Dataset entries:
--- --- ---

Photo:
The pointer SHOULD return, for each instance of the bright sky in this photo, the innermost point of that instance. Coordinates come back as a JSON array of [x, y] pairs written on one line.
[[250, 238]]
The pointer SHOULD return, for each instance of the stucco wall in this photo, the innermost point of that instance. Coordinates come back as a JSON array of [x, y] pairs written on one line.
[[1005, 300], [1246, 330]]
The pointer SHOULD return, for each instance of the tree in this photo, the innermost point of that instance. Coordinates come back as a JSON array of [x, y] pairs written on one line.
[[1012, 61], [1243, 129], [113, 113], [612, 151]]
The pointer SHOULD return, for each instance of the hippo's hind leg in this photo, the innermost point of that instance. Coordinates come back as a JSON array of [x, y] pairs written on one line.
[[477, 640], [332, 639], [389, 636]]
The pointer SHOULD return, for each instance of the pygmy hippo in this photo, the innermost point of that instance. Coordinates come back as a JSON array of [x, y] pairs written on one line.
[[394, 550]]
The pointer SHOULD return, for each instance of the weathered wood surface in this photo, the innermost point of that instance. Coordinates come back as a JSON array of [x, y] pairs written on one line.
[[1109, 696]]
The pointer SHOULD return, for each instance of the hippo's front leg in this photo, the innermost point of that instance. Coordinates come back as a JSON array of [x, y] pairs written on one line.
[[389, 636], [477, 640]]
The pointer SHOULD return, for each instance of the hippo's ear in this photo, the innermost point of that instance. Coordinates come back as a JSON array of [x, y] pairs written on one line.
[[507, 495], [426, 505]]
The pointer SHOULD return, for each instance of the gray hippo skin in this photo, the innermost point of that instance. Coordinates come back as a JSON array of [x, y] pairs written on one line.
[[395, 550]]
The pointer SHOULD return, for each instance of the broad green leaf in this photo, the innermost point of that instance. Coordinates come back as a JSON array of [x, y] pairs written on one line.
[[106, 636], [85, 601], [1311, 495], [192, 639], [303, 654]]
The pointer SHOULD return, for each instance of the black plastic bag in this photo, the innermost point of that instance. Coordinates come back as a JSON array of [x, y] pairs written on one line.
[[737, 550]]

--- --- ---

== EXERCISE OBJECTIVE ==
What you write must match the records above line for line.

== TASK ANSWER ==
Photo:
The pointer SHOULD return, for each instance of the bright sky in this photo, the innermost point of that instance. Coordinates come back as a JSON array of [x, y] pairs written on one line.
[[250, 238]]
The pointer SHOULD return, for each instance of the stucco wall in this photo, the innermost point of that instance. Coordinates come back as a JSON array of [x, y] pairs written on one line.
[[1005, 300], [1246, 330]]
The pointer SHOULD return, for each instance of the tree in this photo, the innermost point of that instance. Coordinates come back as a JSON array of [x, y] pairs written on one line.
[[1012, 61], [1243, 129], [113, 113], [612, 151]]
The pointer SHOULD return, for each instance of the hippo's hind leg in this photo, the innermost point of that instance. Coordinates come back as a JSON array of [x, y] pairs written on one line.
[[477, 640], [332, 639], [389, 636]]
The pointer SHOULD return, for each instance of the pygmy hippo in this photo, the innermost point of that instance. Coordinates come back as a JSON array of [x, y] pairs written on one line.
[[394, 550]]
The pointer SHOULD return, for each instance of the weathered wood surface in this photo, the innermost point of that instance. Coordinates come back as a JSON array of [x, y] pairs written on one line.
[[1109, 696]]
The pointer SHOULD return, for each instance of the hippo's front leg in this photo, the innermost point of that instance. Coordinates come back as a JSON array of [x, y] pairs written on one line.
[[389, 636], [477, 640]]
The pointer SHOULD return, for each instance of the hippo's ear in this photo, the innermost point of that instance. Coordinates come back as a JSON array of [x, y] pairs written on one line.
[[507, 495], [426, 505]]
The pointer SHOULD return, for each instance of the gray hippo skin in this photo, the innermost point of that instance. Coordinates come back as a JSON array of [x, y] pairs written on one line.
[[395, 550]]
The pointer SHOULD return, for each instance of the broad green leaf in this photo, the innermost point of that instance. Coordinates come back as a JSON array of [x, y] pairs written on one line.
[[106, 636], [85, 601], [1311, 495], [192, 639], [303, 654]]
The pointer SHOULD return, for each instance of the black plastic bag in this photo, the innermost point of that instance. Coordinates come back as a JSON array of [x, y] pairs written on one line.
[[737, 550]]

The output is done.